What needs to be done: The records below must be copied in full; omit the images.

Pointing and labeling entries
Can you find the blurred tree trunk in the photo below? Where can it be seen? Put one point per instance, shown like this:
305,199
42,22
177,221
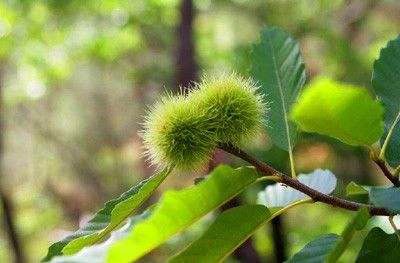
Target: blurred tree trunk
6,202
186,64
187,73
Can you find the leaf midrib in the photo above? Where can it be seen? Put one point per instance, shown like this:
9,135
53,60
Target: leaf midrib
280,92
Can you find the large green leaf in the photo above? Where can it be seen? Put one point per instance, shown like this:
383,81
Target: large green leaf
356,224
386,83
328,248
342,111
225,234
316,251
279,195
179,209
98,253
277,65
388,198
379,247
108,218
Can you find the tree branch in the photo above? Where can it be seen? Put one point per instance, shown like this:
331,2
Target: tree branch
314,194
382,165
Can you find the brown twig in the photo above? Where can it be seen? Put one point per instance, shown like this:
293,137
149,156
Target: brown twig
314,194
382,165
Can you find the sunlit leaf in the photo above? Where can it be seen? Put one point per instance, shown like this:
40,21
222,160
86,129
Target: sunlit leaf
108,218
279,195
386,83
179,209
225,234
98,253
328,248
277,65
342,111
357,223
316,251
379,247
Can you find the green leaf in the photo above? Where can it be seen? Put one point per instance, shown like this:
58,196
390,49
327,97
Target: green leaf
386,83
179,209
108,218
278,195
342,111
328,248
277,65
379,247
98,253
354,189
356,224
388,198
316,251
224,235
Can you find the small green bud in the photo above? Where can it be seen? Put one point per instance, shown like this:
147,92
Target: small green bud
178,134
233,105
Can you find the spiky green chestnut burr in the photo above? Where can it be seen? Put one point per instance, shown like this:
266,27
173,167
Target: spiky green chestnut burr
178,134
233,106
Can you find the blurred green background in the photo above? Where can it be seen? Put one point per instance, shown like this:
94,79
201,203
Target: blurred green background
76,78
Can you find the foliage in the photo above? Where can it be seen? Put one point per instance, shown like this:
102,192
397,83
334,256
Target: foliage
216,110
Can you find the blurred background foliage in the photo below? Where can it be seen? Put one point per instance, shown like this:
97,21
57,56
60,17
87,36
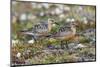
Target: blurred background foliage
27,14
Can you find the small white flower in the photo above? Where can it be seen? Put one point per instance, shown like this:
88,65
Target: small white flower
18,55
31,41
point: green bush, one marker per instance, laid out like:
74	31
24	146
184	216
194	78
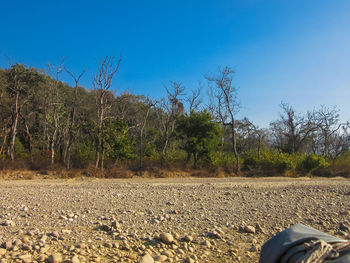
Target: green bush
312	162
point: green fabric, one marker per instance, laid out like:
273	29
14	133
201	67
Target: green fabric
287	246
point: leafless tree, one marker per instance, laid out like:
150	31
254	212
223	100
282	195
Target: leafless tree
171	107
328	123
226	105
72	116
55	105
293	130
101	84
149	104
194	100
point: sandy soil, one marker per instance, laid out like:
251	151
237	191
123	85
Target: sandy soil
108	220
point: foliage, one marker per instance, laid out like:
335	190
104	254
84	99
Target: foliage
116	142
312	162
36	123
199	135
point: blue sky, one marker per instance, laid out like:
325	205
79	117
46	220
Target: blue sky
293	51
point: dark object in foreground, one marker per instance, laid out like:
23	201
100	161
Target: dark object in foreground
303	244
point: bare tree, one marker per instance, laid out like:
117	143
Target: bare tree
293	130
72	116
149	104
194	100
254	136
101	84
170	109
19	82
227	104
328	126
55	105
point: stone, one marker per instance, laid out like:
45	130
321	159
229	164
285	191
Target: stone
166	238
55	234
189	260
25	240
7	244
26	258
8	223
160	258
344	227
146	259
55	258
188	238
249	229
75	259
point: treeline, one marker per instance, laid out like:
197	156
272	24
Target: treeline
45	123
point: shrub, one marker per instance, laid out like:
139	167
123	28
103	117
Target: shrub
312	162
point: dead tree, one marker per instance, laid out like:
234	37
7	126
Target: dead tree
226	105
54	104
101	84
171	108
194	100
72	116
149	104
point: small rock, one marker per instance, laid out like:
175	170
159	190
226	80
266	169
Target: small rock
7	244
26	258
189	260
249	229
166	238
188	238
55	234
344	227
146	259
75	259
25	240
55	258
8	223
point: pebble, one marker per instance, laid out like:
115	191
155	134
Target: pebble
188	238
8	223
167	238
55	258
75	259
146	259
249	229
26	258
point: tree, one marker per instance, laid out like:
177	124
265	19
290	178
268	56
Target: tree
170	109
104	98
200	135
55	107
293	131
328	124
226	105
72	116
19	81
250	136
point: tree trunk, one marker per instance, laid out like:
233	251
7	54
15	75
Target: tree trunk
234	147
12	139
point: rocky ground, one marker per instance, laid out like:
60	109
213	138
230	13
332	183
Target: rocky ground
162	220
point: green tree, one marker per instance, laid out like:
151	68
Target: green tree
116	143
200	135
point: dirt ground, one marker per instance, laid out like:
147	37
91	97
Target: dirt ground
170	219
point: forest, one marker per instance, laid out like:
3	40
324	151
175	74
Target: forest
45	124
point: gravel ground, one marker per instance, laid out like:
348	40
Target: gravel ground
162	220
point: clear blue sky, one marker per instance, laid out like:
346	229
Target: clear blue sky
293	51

Problem solution:
Can you find the blurred tree trunk in the photo below? Where can it be seen? Put one point per instance, shown like this:
305,199
42,22
177,221
Target: blurred tree trunk
6,202
186,64
187,73
Can you find the leaf midrib in the photo above? Where can it be seen? Put one point per instance, shown like this:
9,135
53,60
Target: leaf midrib
280,92
Can you find the large green leaf in the photo above? Where can it be seen? Put one point per instance, shown like this:
383,81
Target: large green leaf
356,224
386,83
328,248
342,111
225,234
316,251
279,195
179,209
98,253
277,65
388,198
379,247
108,218
Can you find the tree branch in the photo above? Where can it be seen? Put one point per instance, shown like this:
331,2
Target: tree branch
314,194
382,165
Can you find the brown twig in the photo above? Where can it be seen? Put one point per instance, shown like this:
293,137
149,156
Target: brown twig
314,194
382,165
Can you find the sunlit leaf in the photo above? Where can it be seen? Put one point per instance, shown like this:
40,21
222,160
86,129
Target: sunlit leaf
108,218
279,195
386,83
179,209
225,234
98,253
328,248
277,65
342,111
357,223
316,251
379,247
Can you find the green leaf in the photo above? Where can it be seen? Put one point per instance, shown like this:
58,196
390,49
327,97
Target: green leaf
386,83
179,209
108,218
278,195
342,111
328,248
277,65
379,247
98,253
354,189
356,224
388,198
316,251
224,235
Can you find the small green bud in the photo above? Where can it be seen? Put one point per instance, shown like this:
147,92
Target: small green bud
178,134
233,105
Can you find the spiky green chestnut burr in the photo above? Where can it be seen? Put one point per instance, shown like this:
266,27
173,167
Target: spiky green chestnut burr
178,134
233,106
Can you find the blurred green background in the photo above? Where can it be seen? Put one point per instance, shown like this:
94,79
201,203
Target: blurred green background
76,78
Can you find the foliage in the photo above? Where can it be seen? Put one point per instance, shown like this:
102,192
397,83
334,256
Target: foliage
216,110
Can you find the blurred background foliage in the photo below? Where can it be seen? Put one point per instance, shown like this:
97,21
57,56
60,17
87,36
Target: blurred background foliage
27,14
Can you find the small white flower in the photo above? Where can it be seen? Put one point per instance, shown like this:
88,65
Target: small white flower
18,55
31,41
point: green bush, one marker per instance, laid out like:
74	31
24	146
184	216
194	78
Target: green bush
312	162
point: green fabric, one marker per instance, laid out like:
273	29
14	133
201	67
Target: green fabric
287	246
point: leafless tree, one marker per instance, laid out like:
150	31
254	212
223	100
282	195
Target: leafless tree
171	107
328	123
226	105
72	116
55	105
293	130
101	84
149	104
194	100
point: sandy soil, one marker per instance, laid out like:
251	151
237	191
123	85
Target: sandy soil
108	220
point: foliage, one marker per instance, laid out like:
335	190
104	254
84	99
Target: foliage
116	142
312	162
36	123
199	135
point: blue sky, one marker per instance, laid out like:
325	205
79	117
46	220
Target: blue sky
293	51
point: dark object in foreground, one marker per instance, laid out like:
23	201
100	161
Target: dark object in foreground
303	244
point: bare tree, one marker per instance, laid out like:
117	143
Target: bare tree
293	130
72	116
149	104
194	100
254	136
101	84
170	109
19	82
227	104
328	126
55	105
point: stone, one marker per instance, laid out like:
45	130
321	159
229	164
285	191
Target: stone
166	238
55	234
189	260
25	240
7	244
26	258
8	223
160	258
344	227
146	259
55	258
188	238
249	229
75	259
point: treeline, one marker per instance, laid out like:
197	156
272	24
Target: treeline
45	123
point: shrub, one marker per instance, laid out like:
139	167
123	28
103	117
Target: shrub
312	162
point: dead tree, one marker per instance, laid out like:
234	37
7	126
Target: dead tree
226	105
54	104
101	84
171	108
194	100
72	116
149	104
point: small rock, one marker per instance, laid out like:
175	170
159	190
226	80
266	169
Target: small rock
7	244
26	258
189	260
249	229
166	238
188	238
55	234
344	227
146	259
75	259
25	240
55	258
8	223
point: pebble, one marker per instance, laid out like:
115	191
155	134
Target: pebble
188	238
8	223
167	238
55	258
75	259
146	259
249	229
26	258
point: tree, one marker per instance, laid out like:
177	124
265	19
290	178
268	56
Target: tree
170	109
104	98
200	135
55	107
293	131
328	124
226	105
72	116
19	81
250	136
point: tree trunk, one marker per instance, laid out like:
233	251
7	54
15	75
Target: tree trunk
234	147
12	139
point: rocky ground, one marker per instance, laid out like:
60	109
213	138
230	13
332	183
Target: rocky ground
162	220
point: green tree, one marker per instance, laid out like:
151	68
Target: green tree
116	143
200	135
point: dirt ground, one marker per instance, laid out like:
147	37
91	97
Target: dirt ground
170	219
point: forest, one marker per instance, laid out like:
3	40
324	151
175	74
Target: forest
45	124
point: gravel ground, one marker per instance, laid out like:
348	40
Target: gravel ground
162	220
point: clear blue sky, one marker per instance, laid out like:
346	229
Target: clear blue sky
293	51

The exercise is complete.